TAREFAS A REALIZAR>
1. Enumere as indústrias artesanais tradicionais citadas no excerto sobre a medição do tempo.
2. Extraia das linhas todas aquelas que contêm a palavra "target", levando em conta a distinção entre maiúsculas e minúsculas.

EXCERTO DO TEXTO>
====

O britânico John Harrison (1693-1776) inventou um cronômetro marítimo preciso após várias décadas de pesquisa e desenvolvimento. Embora o relógio de pêndulo tivesse sido inventado no século XVII, um dispositivo que suportasse os caprichos do mar e as variações atmosféricas de umidade e temperatura permaneceu durante muito tempo como um sonho distante. O último protótipo de cronômetro de Harrison, o H5 de 1770, era tão preciso que os marinheiros finalmente conseguiram estabelecer sua posição em relação à longitude onde quer que estivessem em alto-mar.
As Atitudes Tradicionais em Relação ao Tempo
Antes da Revolução Industrial, o único setor da sociedade que fazia questão de acompanhar o passar do tempo era a Igreja. Os relógios de sol existiam desde a Antiguidade, mas os dispositivos mecânicos, inventados pela primeira vez na Europa durante a Idade Média, chegaram à Grã-Bretanha para que as igrejas pudessem oferecer seus serviços em horários determinados e para que monges e freiras agendassem as tarefas cotidianas nos mosteiros e conventos medievais. No setor agrícola, o nascer e pôr do sol ditava o ritmo do dia. Nas indústrias artesanais tradicionais, como a metalurgia, marcenaria e cerâmica, não havia pontos de partida e chegada definidos para o trabalho diário, que seria seria mensurado e pago conforme o tempo necessário para a conclusão de um produto ou tarefa, geralmente em termos de dias.

====

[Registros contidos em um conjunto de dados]

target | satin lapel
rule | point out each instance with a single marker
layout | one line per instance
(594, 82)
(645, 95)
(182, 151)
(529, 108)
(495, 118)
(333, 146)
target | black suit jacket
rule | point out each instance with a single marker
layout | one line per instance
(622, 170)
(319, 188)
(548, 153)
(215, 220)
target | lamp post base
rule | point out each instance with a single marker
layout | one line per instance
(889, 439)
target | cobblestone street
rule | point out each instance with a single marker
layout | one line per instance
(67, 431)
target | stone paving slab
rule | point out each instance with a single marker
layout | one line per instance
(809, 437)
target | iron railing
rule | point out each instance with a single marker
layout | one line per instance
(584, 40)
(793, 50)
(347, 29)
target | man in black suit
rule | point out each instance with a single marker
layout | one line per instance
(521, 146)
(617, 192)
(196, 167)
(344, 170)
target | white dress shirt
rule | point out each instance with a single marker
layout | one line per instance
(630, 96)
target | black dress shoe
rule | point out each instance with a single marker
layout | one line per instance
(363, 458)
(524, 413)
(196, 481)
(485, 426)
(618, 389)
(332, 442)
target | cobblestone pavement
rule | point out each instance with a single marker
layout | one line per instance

====

RESPOSTAS ESPERADAS>
1.
- metalurgia
- marcenaria
- cerâmica

2.
target | satin lapel
target | black suit jacket
target | lamp post base
target | cobblestone street
target | stone paving slab
target | iron railing
target | man in black suit
target | white dress shirt
target | black dress shoe
target | cobblestone pavement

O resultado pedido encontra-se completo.